#### Document segment ####
Breaking the ice: Part I

Breaking the ice: Part I

MADDY is 14, Charlie is 40 but both have been to hell and back in Moree. Their stories of drug addiction and redemption offer an insight into an underworld which would shock many – and yet be shockingly familiar to many more. 

Both are clean now and have shared their stories with JOSEPH HINCHLIFFE to try and help others break the desperate cycle of drugs. 

In part one we feature Maddy, who became a user aged 12 and descended into a world of suicide, sexual abuse, child exploitation and violence…

Coming of age in the age of ice...

At 14, Maddy’s been off drugs for one year but is too scared to go back to school – for fear she might relapse.

“That’s where it starts,” Maddy says. “There are too many drugs in school; I can’t handle going back and seeing it… I’m better off at home with Mum.”

Maddy is studying via distance education even though she lives in the heart of Moree. 

When she was high, Maddy was physically violent toward both her teachers and her mother.

Now she credits her mother with helping her beat her addiction and with getting her life back. 

“The only reason I let her smoke cigarettes is for her cravings,” Maddy’s mother says. Maddy says she still gets cravings for hard drugs, only now she knows how to control them.

“You’ve got to figure out what helps,” Maddy says. “For me it’s chocolate, chips and drives. “I lock myself in my room or Mum takes me for a long drive with the music cranked right up.”

While soft drinks and snack food is not exactly the cornerstone of a healthy diet, these vices pale in comparison with the substances Maddy took before she was even a teenager.
####
→ What needs to be done:
Answer these questions from the article about Maddy:
1. At what age did Maddy become a drug user?
2. How long has Maddy been off drugs?
3. What three things does Maddy name as helping her with cravings?
#### Dataset content ####
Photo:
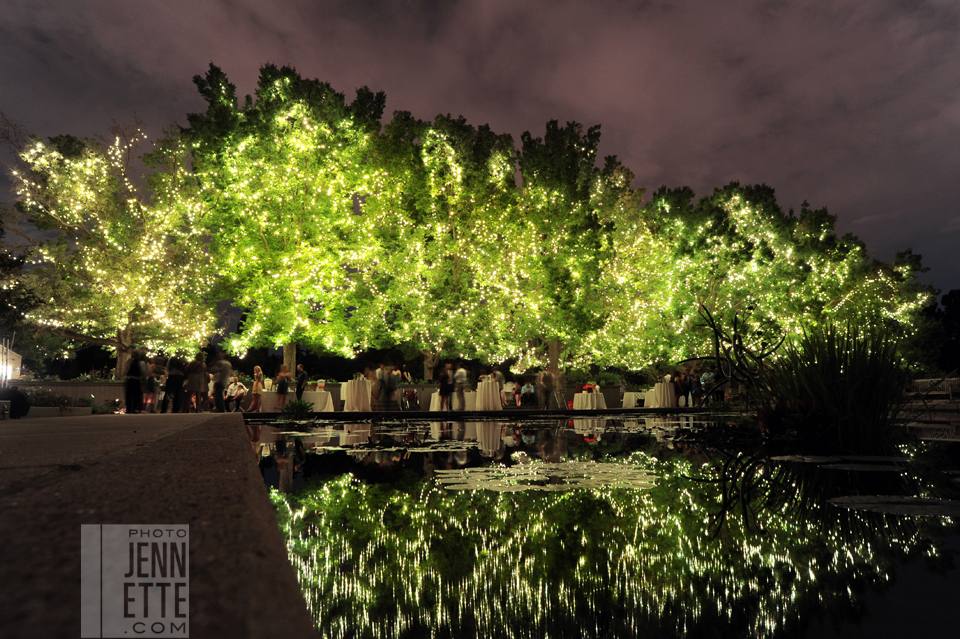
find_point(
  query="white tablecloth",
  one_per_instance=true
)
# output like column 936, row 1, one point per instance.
column 630, row 400
column 488, row 396
column 356, row 395
column 588, row 401
column 469, row 397
column 662, row 396
column 322, row 400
####
→ Solution for this problem:
1. Twelve.
2. One year.
3. Chocolate, chips and drives.